■ **EXERCISE BRIEF**:
Please express each of the items below as a numbered list of its lines, leaving out any blank lines.

■ **ITEMS**:
· · · ·

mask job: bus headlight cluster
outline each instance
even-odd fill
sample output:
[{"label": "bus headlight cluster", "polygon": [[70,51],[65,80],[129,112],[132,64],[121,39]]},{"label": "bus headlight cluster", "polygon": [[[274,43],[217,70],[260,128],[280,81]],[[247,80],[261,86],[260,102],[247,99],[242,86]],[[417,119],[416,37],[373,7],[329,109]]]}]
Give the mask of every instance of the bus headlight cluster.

· · · ·

■ **SOLVED PROBLEM**:
1. mask job: bus headlight cluster
2. outline each instance
3. even-odd fill
4. sample output:
5. [{"label": "bus headlight cluster", "polygon": [[70,51],[65,80],[129,112],[132,64],[121,39]]},{"label": "bus headlight cluster", "polygon": [[[274,43],[217,70],[260,128],[280,81]],[[247,80],[261,86],[260,102],[247,99],[242,86]],[[417,119],[416,37],[373,7],[329,109]]]}]
6. Give the mask of every instance of the bus headlight cluster.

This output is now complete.